**Exercise objective**
Give the number of lines below with "bread" in them, leaving out anything else.

Data: Begin

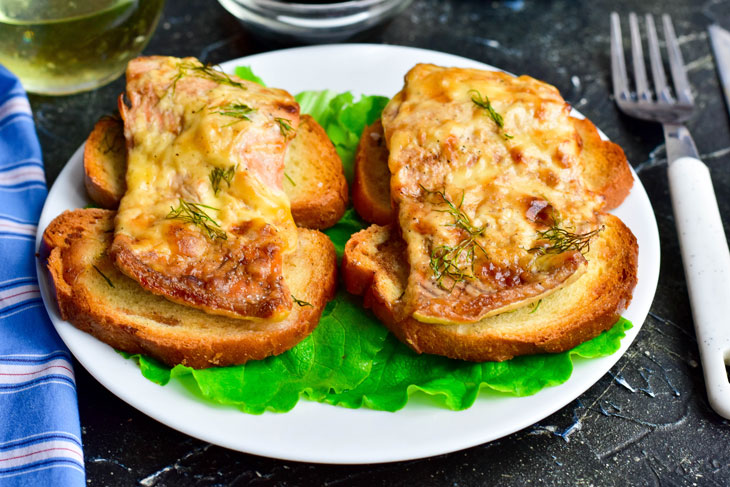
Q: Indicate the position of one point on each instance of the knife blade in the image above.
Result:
(720, 39)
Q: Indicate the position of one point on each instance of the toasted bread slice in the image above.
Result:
(374, 265)
(314, 182)
(98, 299)
(605, 171)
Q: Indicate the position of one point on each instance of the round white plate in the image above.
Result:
(321, 433)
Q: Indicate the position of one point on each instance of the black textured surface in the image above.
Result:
(645, 423)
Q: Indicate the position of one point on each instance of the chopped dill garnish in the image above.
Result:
(561, 240)
(284, 126)
(203, 71)
(218, 174)
(445, 261)
(301, 303)
(483, 102)
(194, 213)
(108, 281)
(235, 110)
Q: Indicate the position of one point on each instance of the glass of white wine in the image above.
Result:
(58, 47)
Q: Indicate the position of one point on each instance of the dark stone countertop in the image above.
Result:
(647, 422)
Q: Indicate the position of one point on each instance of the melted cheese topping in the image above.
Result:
(184, 124)
(451, 161)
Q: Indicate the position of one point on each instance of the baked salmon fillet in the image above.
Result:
(204, 221)
(495, 202)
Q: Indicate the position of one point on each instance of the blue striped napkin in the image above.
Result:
(40, 442)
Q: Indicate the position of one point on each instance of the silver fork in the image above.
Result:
(701, 237)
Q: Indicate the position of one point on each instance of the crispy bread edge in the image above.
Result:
(105, 165)
(79, 307)
(371, 185)
(605, 302)
(323, 200)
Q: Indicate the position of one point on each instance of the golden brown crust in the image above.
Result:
(317, 190)
(371, 185)
(605, 168)
(105, 162)
(373, 265)
(314, 179)
(131, 319)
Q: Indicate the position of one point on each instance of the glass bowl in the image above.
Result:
(61, 47)
(312, 22)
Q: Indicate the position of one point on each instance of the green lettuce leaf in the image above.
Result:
(245, 72)
(343, 119)
(336, 357)
(398, 372)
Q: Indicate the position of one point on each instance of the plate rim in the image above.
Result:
(76, 340)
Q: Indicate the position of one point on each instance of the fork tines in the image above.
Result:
(643, 94)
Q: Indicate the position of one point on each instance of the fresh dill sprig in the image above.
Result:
(235, 110)
(108, 281)
(203, 71)
(561, 240)
(446, 260)
(483, 102)
(301, 303)
(194, 213)
(284, 126)
(218, 174)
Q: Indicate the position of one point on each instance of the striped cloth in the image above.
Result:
(40, 441)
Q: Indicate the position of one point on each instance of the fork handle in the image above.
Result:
(707, 270)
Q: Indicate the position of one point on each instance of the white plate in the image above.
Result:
(321, 433)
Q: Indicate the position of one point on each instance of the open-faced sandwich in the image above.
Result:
(491, 237)
(206, 260)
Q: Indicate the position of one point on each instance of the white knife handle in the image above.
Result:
(707, 270)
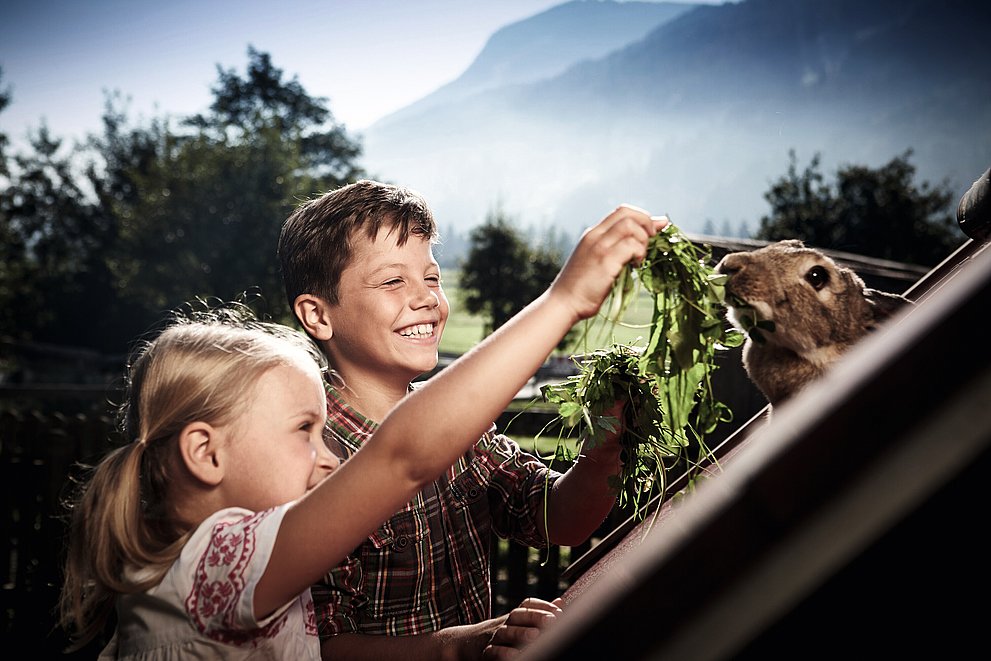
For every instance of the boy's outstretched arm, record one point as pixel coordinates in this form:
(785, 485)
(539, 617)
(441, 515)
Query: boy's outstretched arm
(427, 431)
(497, 638)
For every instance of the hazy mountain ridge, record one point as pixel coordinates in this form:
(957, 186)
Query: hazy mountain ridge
(546, 45)
(696, 118)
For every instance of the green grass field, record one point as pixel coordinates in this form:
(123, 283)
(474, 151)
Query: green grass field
(465, 330)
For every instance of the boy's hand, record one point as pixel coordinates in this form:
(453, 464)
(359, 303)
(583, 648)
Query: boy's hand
(604, 249)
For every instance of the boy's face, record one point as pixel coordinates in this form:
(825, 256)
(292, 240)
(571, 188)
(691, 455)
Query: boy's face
(391, 311)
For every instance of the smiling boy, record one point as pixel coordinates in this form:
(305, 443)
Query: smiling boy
(360, 274)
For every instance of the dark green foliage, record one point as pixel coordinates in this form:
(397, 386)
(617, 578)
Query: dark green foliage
(501, 273)
(665, 384)
(100, 243)
(873, 212)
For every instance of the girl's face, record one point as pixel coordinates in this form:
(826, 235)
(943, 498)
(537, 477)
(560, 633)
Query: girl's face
(275, 450)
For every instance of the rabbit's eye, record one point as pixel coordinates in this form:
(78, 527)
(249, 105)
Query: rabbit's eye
(817, 276)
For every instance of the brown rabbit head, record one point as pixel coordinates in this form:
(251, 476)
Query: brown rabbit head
(801, 311)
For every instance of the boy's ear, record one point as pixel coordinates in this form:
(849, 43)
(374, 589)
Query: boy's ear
(312, 312)
(199, 447)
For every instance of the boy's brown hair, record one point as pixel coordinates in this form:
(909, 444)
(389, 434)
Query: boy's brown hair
(316, 242)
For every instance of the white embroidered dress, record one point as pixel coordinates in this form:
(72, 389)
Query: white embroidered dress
(202, 609)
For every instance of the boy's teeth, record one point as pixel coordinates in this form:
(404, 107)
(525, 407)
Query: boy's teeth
(419, 329)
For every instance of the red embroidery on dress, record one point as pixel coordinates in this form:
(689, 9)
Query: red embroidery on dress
(212, 602)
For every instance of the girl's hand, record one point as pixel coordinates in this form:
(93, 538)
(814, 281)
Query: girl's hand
(522, 626)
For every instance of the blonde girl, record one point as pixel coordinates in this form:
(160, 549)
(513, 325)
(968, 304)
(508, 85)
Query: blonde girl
(205, 532)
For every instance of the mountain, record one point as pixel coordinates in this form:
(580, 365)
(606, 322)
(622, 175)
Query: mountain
(695, 116)
(546, 45)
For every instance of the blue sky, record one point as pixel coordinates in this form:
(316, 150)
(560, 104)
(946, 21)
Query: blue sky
(368, 57)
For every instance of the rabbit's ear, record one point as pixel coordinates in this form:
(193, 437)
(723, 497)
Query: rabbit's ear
(884, 304)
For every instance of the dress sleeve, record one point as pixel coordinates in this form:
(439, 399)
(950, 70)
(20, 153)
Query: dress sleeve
(225, 558)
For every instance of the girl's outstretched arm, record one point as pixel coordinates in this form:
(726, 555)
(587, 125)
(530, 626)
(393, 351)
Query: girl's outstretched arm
(426, 432)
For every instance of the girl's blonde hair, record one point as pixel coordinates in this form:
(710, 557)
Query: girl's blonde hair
(123, 534)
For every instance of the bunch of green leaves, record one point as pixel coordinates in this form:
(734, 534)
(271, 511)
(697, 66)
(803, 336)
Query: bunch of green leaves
(665, 384)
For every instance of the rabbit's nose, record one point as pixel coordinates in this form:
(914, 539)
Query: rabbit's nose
(729, 265)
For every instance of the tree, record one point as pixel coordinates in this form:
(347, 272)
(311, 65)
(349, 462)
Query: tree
(501, 273)
(873, 212)
(206, 209)
(160, 216)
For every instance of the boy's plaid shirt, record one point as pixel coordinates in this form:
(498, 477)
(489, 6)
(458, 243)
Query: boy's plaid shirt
(427, 568)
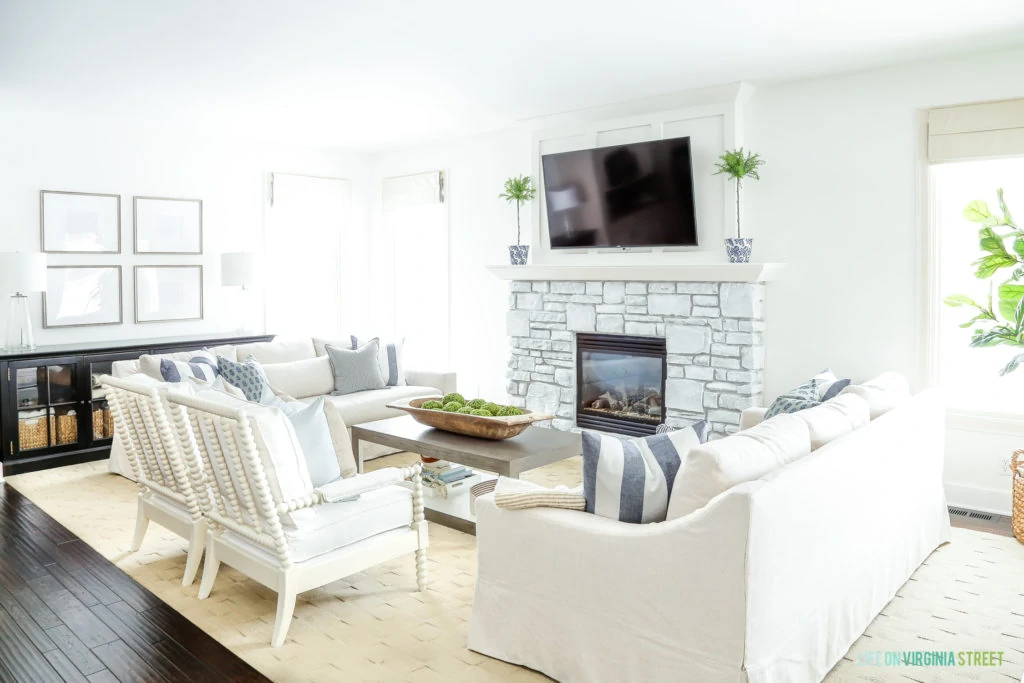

Data: End

**Output below**
2